● PASSAGE GIVEN:
┏━━

We'll use the `olympic-games-medal-tally-by-country` dataset which provides clean country × games medal totals.

In [2]:
def download_kaggle_olympics():
    """Download Olympic medal dataset using Kaggle API"""
    try:
        import kaggle
        
        # Download the dataset
        dataset = 'ramontanoeiro/olympic-games-ceremony-and-medals-data'
        print(f"Downloading {dataset}...")
        
        kaggle.api.dataset_download_files(
            dataset, 
            path='data/raw/olympic',
            unzip=True
        )
        
        print("✓ Olympic data downloaded")
        
        # List downloaded files
        files = os.listdir('data/raw/olympic')
        print(f"Downloaded files: {files}")
        
        return True
        
    except Exception as e:
        print(f"❌ Error downloading from Kaggle: {e}")
        print("\nTroubleshooting:")
        print("1. Check kaggle.json is in correct location")
        print("2. Verify you've accepted the dataset terms on Kaggle website")
        print("3. Try: kaggle datasets download -d ramontanoeiro/olympic-games-ceremony-and-medals-data")

┗━━

(Dataset excerpt)
┏━━

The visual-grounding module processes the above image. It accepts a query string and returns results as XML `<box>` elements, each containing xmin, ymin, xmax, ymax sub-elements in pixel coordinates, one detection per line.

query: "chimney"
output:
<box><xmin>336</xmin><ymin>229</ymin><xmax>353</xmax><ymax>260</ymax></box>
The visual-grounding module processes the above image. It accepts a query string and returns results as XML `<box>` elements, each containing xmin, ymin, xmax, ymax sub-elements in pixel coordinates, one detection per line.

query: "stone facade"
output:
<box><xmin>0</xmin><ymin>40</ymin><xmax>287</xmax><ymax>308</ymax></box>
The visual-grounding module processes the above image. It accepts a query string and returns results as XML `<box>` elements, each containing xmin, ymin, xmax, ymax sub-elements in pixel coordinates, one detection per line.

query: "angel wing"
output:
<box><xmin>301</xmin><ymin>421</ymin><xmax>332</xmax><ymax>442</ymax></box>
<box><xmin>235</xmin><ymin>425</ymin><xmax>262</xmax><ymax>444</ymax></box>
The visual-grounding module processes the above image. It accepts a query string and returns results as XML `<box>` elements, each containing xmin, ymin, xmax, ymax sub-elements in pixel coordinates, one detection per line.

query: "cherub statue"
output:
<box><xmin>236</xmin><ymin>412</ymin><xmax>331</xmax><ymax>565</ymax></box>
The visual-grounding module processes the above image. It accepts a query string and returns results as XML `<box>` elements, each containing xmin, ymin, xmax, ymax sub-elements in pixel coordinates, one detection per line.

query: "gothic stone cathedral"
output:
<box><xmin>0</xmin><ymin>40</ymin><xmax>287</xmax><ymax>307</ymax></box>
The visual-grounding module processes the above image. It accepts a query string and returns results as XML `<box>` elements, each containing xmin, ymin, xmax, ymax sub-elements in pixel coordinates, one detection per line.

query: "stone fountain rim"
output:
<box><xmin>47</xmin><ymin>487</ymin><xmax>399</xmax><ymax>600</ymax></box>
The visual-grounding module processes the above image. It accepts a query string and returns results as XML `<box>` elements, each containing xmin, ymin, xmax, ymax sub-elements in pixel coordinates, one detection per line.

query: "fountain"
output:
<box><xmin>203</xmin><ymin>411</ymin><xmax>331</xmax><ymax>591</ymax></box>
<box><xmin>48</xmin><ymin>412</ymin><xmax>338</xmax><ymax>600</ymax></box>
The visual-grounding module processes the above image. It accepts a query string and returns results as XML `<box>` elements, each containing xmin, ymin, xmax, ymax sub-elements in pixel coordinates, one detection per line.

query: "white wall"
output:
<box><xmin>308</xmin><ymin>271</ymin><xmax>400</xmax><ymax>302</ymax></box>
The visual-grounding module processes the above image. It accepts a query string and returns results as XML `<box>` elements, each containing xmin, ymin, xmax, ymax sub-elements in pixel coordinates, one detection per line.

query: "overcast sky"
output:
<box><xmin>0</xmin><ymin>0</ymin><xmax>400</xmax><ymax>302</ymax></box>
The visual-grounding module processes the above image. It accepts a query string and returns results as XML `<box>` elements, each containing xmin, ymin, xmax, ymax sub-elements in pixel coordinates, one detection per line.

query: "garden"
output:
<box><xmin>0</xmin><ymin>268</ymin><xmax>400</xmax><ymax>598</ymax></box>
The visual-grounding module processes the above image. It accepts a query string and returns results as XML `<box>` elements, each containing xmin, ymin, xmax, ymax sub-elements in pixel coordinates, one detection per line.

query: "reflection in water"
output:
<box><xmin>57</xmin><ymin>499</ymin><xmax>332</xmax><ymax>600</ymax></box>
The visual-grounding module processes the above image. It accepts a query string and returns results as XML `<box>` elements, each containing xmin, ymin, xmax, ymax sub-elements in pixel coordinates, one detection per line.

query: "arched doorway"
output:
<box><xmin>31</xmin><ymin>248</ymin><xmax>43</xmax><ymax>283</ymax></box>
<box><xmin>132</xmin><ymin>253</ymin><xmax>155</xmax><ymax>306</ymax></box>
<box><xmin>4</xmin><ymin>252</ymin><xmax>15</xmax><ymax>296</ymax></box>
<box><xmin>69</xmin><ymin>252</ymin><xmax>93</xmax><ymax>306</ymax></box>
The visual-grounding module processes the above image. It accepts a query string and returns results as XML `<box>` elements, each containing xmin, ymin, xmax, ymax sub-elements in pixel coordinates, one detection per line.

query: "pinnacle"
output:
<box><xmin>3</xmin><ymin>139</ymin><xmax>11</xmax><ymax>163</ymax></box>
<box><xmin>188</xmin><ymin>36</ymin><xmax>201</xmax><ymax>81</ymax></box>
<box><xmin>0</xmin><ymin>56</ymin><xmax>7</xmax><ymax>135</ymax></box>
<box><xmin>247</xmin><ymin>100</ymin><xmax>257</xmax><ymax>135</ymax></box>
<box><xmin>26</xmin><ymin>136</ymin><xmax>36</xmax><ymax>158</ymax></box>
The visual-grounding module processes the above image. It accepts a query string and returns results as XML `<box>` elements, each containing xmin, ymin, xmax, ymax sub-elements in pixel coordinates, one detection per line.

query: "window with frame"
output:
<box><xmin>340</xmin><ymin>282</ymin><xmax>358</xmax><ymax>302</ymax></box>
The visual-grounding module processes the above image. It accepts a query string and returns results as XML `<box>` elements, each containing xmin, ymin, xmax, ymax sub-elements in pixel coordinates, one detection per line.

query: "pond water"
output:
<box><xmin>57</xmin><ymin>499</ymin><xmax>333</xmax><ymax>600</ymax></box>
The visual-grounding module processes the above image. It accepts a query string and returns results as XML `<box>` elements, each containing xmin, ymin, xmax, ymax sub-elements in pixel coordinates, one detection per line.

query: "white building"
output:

┗━━

● STATED EXERCISE 1:
Answer these questions using the Olympic data download code:
(a) Which folder does the function save and unzip the downloaded files into?
(b) What value does the function return when the download succeeds?
(c) What does the first troubleshooting step printed after an error tell the user to check?
● STATED EXERCISE 2:
Resume the Olympic data download code from the point where it stops.
You won't need the records for any of this work.

● EXERCISE RESPONSE 1:
(a) data/raw/olympic
(b) True
(c) That kaggle.json is in the correct location.

● EXERCISE RESPONSE 2:
        return False

download_kaggle_olympics()

Downloading ramontanoeiro/olympic-games-ceremony-and-medals-data...
Dataset URL: https://www.kaggle.com/datasets/ramontanoeiro/olympic-games-ceremony-and-medals-data
❌ Error downloading from Kaggle: 403 Client Error: Forbidden for url: https://www.kaggle.com/api/v1/datasets/download/ramontanoeiro/olympic-games-ceremony-and-medals-data?raw=false

Troubleshooting:
1. Check kaggle.json is in correct location
2. Verify you've accepted the dataset terms on Kaggle website
3. Try: kaggle datasets download -d ramontanoeiro/olympic-games-ceremony-and-medals-data


False

In [3]:
def load_and_prepare_olympic_data():
    """Load Olympic data and prepare country-year-medal table"""
    
    # Try to load medals file
    olympic_files = os.listdir('data/raw/olympic')
    print(f"Available files: {olympic_files}")
    
    # Look for medals file
    medals_file = None
    for f in olympic_files:
        if 'medal' in f.lower() and f.endswith('.csv'):
            medals_file = f
            break
    
    if medals_file:
        df = pd.read_csv(f'data/raw/olympic/{medals_file}')
        print(f"✓ Loaded {medals_file}")
        print(f"Shape: {df.shape}")
        print(f"Columns: {df.columns.tolist()}")
        print(f"\nFirst few rows:")
        print(df.head())
        
        # Aggregate by country and year
        if 'country_name' in df.columns and 'slug_game' in df.columns:
            # Extract year and season from slug_game
            df['year'] = df['slug_game'].str.extract(r'(\d{4})')[0].astype(int)
            df['games_type'] = df['slug_game'].apply(
                lambda x: 'Winter' if 'winter' in x.lower() else 'Summer'
            )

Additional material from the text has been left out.